*DATA LINES*.
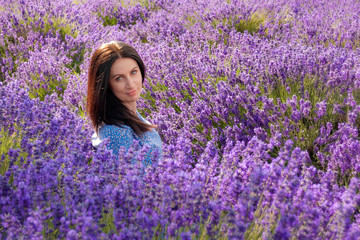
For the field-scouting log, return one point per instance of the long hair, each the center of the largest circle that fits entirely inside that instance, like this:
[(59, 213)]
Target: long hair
[(102, 105)]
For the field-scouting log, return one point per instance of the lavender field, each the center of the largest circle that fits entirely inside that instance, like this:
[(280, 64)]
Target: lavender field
[(257, 103)]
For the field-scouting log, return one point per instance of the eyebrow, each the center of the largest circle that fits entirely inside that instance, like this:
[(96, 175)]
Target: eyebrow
[(115, 75)]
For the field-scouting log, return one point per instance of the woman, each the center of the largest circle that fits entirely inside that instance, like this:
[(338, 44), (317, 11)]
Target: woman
[(116, 76)]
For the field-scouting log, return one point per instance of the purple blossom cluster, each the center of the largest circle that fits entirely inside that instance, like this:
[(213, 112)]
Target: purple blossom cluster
[(257, 104)]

*EXERCISE*. Present the lines of the records as a numbered list, starting at the line containing "of the lavender" and ending at the line containing "[(257, 103)]", with both of those lines included and any blank lines left out.

*TASK ANSWER*.
1. For the field-scouting log, return one point per instance of the lavender field, each the center of the largest circle that fits entirely inside that instance, like this:
2. [(280, 64)]
3. Target: lavender field
4. [(257, 103)]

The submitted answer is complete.